** begin Given data **
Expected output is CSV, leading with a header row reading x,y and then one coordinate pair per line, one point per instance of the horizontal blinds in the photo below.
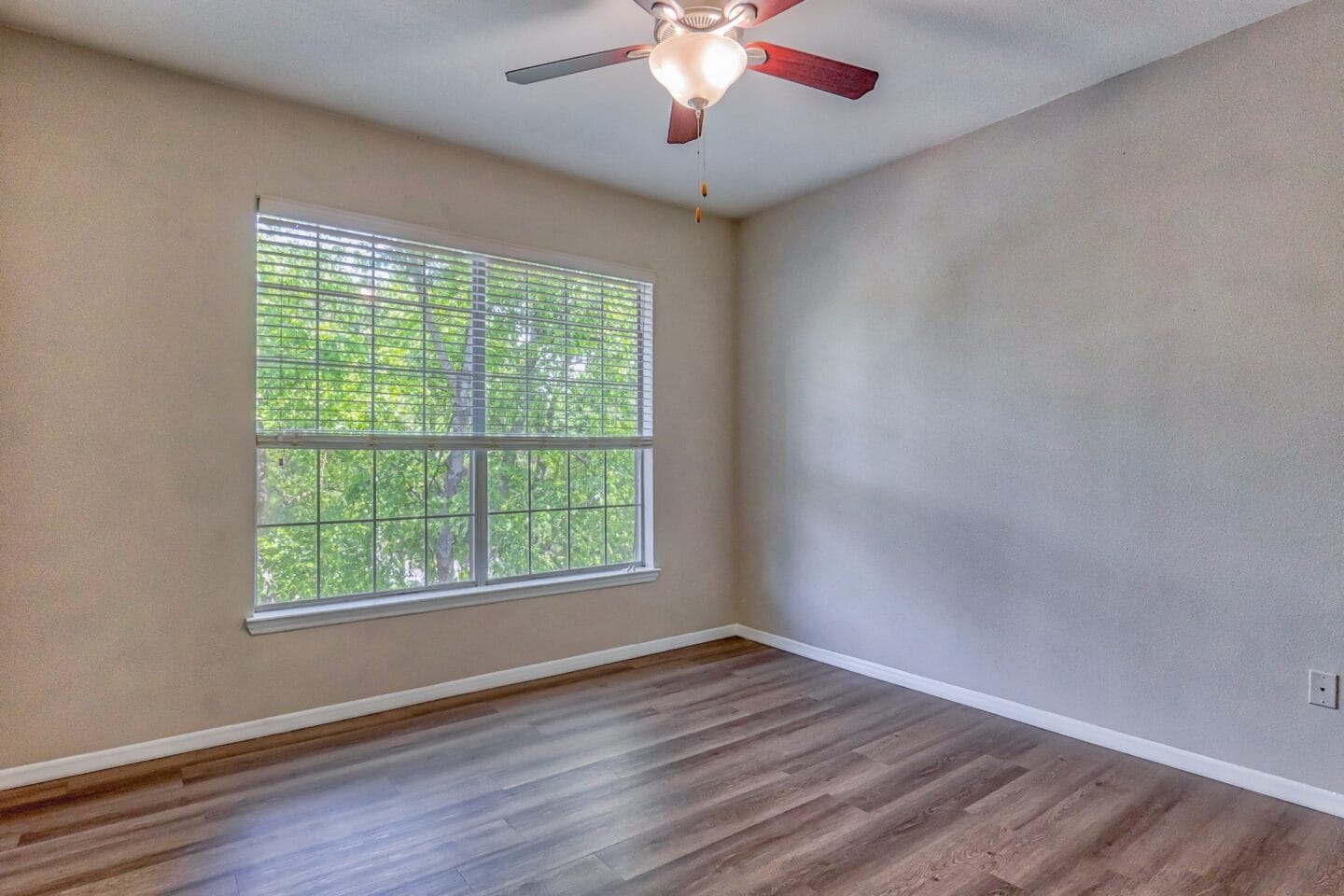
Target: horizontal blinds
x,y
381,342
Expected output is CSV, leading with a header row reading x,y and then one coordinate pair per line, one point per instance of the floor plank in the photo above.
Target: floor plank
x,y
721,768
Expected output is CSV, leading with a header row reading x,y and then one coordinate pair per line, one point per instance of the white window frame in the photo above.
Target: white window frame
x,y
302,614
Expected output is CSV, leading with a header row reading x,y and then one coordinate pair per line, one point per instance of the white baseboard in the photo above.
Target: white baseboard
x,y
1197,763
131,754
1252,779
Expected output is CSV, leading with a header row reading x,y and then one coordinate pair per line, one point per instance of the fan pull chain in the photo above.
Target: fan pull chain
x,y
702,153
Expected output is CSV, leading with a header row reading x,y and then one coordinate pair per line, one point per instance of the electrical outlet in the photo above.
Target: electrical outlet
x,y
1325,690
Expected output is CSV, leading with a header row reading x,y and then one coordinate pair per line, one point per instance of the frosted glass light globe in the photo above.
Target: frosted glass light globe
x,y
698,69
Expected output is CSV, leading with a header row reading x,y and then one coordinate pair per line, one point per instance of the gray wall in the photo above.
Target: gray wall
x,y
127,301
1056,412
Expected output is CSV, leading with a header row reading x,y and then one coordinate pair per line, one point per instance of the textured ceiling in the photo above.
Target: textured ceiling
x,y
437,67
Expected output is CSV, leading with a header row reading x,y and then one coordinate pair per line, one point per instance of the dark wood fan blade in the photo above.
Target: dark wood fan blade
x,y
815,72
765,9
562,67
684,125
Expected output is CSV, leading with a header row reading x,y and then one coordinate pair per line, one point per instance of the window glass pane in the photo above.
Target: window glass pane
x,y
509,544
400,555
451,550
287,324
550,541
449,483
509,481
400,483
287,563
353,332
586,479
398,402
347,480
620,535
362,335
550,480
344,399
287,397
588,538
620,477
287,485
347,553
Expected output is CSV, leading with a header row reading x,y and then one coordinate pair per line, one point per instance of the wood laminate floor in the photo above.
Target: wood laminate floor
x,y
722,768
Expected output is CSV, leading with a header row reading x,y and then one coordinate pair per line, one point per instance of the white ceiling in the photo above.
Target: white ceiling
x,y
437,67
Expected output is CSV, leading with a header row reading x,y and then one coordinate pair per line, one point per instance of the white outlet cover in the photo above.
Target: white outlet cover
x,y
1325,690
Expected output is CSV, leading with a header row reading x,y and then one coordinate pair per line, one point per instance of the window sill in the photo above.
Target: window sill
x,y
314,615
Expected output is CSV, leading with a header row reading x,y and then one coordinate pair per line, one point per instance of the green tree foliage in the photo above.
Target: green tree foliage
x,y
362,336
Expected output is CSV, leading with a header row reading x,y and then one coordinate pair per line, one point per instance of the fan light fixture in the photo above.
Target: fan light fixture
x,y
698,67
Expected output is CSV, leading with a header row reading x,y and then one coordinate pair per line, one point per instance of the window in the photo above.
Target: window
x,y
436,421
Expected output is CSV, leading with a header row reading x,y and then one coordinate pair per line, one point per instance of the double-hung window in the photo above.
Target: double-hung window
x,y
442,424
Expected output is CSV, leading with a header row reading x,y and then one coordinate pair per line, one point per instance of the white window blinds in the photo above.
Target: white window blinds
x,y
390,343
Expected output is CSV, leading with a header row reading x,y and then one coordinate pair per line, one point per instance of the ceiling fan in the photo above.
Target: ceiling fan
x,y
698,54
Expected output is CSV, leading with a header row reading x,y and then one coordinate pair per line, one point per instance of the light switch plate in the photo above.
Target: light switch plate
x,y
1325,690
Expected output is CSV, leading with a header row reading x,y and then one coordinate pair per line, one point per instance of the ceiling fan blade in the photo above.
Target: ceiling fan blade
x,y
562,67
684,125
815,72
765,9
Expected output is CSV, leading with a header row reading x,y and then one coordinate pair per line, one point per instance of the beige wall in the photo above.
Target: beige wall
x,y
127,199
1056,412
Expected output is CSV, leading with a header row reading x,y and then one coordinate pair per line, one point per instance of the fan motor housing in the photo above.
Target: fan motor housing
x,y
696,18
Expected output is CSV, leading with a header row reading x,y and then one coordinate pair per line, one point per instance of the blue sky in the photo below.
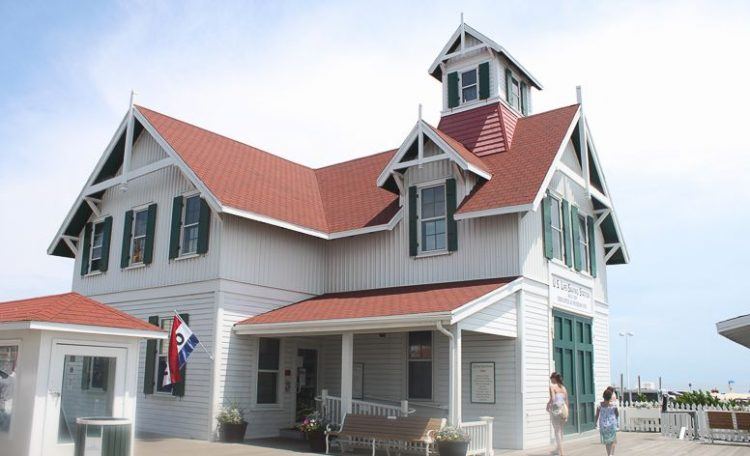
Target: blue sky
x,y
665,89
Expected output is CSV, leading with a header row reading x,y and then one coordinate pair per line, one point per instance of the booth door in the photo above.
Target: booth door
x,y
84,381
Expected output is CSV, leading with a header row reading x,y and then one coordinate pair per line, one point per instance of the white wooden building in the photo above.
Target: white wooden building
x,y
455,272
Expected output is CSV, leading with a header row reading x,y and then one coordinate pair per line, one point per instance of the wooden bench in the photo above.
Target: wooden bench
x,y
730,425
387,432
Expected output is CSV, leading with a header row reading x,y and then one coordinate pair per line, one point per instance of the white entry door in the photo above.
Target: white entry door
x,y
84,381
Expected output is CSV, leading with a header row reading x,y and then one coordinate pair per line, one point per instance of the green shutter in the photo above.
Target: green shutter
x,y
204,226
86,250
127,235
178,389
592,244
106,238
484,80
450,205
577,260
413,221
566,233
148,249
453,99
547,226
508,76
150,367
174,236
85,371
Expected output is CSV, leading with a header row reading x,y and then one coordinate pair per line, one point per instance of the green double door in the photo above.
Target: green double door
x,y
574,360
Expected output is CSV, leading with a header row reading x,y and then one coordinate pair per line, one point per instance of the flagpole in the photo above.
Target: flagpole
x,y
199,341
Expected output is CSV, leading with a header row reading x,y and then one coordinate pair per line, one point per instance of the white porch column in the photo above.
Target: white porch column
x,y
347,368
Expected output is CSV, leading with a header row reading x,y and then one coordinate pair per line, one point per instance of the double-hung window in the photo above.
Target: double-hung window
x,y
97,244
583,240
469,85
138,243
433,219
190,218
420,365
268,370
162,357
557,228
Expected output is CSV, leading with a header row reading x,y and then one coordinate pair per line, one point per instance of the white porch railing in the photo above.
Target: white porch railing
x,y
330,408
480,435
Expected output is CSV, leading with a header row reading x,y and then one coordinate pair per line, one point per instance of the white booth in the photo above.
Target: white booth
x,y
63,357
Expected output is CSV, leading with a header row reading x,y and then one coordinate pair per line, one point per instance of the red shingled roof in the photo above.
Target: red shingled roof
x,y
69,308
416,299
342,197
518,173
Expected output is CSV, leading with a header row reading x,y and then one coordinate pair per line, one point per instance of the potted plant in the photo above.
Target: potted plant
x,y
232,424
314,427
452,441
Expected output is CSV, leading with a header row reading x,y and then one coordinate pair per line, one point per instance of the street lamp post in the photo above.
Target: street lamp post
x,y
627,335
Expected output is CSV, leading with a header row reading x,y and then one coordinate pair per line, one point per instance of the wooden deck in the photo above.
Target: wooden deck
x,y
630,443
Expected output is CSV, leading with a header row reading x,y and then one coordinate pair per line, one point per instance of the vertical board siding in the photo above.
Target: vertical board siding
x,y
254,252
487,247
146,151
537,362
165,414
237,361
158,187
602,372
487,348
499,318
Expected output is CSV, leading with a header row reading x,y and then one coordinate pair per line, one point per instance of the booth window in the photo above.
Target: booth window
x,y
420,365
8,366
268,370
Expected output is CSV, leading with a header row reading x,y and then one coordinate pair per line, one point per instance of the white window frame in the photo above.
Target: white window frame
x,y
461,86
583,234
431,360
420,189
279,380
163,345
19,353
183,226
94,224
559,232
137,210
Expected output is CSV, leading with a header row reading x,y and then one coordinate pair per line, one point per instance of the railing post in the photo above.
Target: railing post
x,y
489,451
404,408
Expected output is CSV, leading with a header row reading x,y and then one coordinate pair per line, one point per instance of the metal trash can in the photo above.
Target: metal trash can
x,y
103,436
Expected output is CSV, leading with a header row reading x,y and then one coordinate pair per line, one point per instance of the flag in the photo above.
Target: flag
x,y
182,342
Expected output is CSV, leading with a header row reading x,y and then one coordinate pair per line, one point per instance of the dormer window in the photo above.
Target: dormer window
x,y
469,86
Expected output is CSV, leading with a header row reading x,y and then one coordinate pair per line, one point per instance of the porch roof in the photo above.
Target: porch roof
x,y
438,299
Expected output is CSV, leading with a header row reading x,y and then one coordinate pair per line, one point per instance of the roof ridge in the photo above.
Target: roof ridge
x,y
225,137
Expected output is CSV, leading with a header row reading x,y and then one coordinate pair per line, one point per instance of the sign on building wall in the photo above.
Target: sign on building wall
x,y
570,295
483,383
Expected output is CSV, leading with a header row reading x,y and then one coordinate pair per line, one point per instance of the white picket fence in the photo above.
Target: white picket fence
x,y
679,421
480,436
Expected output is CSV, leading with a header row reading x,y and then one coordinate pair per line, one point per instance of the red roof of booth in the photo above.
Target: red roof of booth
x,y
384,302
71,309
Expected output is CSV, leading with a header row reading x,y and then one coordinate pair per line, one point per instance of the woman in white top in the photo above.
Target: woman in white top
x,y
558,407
** end Given data **
→ **Goal**: Repeat only the lines running from the line that contains "flag in the photo above." through the last line above, inclusive.

→ **Complete answer**:
Expected output is CSV, leading with a header row reading x,y and then one coordinate pair per line, one point per instance of the flag in the photo above.
Target: flag
x,y
182,342
Expected output is CSV, leading with a header row reading x,y and then one coordinate pair per line, one point per instance of the dormer window in the photo above.
Target: dormer window
x,y
469,86
Expected output is CSV, leading with a header row reading x,y and then one coordinate pair per line, one point per instance of the porch roof in the photo above.
Target: porch roof
x,y
438,299
Expected output is CSV, leading with a header row reading x,y and then one coordinate pair per line, one point per instance of the roof ridge in the photo above.
Target: roof ridge
x,y
225,137
Expected output is CSV, leading with a header row reading x,y and then one coordinate pair per line, one point per instance of the sign on building wall in the photo above.
Target: sign on building wall
x,y
570,295
483,383
Expected output is CSV, leading with a header row reading x,y and then one coordinate pair per line, one point per instance of the white picket fence in the photo above.
Target: white picket fence
x,y
679,421
480,436
Expected output is CSV, leading with a header row reading x,y and then one coordinate pair per line, one point per instance of the red roof of booth in the photo above.
Target: red roof of booth
x,y
384,302
71,309
Expected output is CSV, leading with a header row reading x,y and then one coordinate pair per line, one point per instance of the woman in white top in the photo above.
Target: woman in white top
x,y
558,407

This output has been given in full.